* SELECTED PASSAGE
>> start
I'm from Colombia. They are a native american ethnic group. If you want further information, you should look for colombian web sites concerning the arhuacos. One link would be useful: (Spanish) Etniasdecolombia.org

This is from wikipedia English. I think this article would give you some information about them:

"Arhuacos, Aruacos, Ica, Ijca or Bintuk, names of a Native American ethnic group part of the Chibcha family, remanence of the Tairona Culture concentrated in northern Colombia in the Sierra Nevada de Santa Marta.

They live in the upper valleys of the Piedras River, San Sebastian river, Chichicua River, Ariguani River and Guatapuri River, in an Indian Reservation in the Sierra Nevada de Santa Marta Mountains. Their traditional territory before the Spanish colonialism, was larger than today's boundaries which excludes many of their sacred sites, but that they continue to visit today, to pay offerings. These lost territories are the lower parts by the steps of the mountains, lost to Colonizers and farming.
>> end
* PROVIDED INFORMATION
>> start
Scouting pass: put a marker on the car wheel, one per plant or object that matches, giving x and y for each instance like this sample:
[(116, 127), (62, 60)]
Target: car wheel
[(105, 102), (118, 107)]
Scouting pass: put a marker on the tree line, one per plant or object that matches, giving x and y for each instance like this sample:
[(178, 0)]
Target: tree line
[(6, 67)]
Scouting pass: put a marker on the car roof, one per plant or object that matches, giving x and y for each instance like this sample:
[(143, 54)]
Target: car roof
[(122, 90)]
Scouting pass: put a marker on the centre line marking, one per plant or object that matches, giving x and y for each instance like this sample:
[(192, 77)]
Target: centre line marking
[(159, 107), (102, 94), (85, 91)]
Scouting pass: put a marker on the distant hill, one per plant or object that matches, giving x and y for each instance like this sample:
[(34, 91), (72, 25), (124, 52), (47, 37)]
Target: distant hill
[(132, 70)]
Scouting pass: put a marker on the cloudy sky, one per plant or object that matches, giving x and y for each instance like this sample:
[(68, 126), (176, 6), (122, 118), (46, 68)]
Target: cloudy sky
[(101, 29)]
>> end
>> start
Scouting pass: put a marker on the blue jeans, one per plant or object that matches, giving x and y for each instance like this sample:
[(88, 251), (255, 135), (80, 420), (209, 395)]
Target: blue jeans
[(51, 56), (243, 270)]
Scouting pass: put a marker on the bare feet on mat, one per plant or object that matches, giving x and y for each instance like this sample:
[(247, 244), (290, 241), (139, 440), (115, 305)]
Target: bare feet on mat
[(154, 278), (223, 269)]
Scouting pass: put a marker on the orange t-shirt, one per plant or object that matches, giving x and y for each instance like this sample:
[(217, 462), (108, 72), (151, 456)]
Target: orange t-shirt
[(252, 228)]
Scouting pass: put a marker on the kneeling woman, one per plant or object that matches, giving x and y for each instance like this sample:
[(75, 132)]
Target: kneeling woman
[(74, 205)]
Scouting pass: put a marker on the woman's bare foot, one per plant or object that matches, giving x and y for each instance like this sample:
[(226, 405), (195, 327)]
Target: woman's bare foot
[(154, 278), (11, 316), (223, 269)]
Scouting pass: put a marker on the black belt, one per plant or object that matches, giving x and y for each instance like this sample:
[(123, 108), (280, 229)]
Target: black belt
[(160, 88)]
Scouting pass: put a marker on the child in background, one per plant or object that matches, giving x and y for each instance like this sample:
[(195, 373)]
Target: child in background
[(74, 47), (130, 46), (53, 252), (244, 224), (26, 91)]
>> end
* PROBLEM TO WORK ON
Can you reproduce the passage on the Arhuacos word for word, from start to finish? The records were taken from a different source than the passage on the Arhuacos.

* SOLUTION
I'm from Colombia. They are a native american ethnic group. If you want further information, you should look for colombian web sites concerning the arhuacos. One link would be useful: (Spanish) Etniasdecolombia.org

This is from wikipedia English. I think this article would give you some information about them:

"Arhuacos, Aruacos, Ica, Ijca or Bintuk, names of a Native American ethnic group part of the Chibcha family, remanence of the Tairona Culture concentrated in northern Colombia in the Sierra Nevada de Santa Marta.

They live in the upper valleys of the Piedras River, San Sebastian river, Chichicua River, Ariguani River and Guatapuri River, in an Indian Reservation in the Sierra Nevada de Santa Marta Mountains. Their traditional territory before the Spanish colonialism, was larger than today's boundaries which excludes many of their sacred sites, but that they continue to visit today, to pay offerings. These lost territories are the lower parts by the steps of the mountains, lost to Colonizers and farming.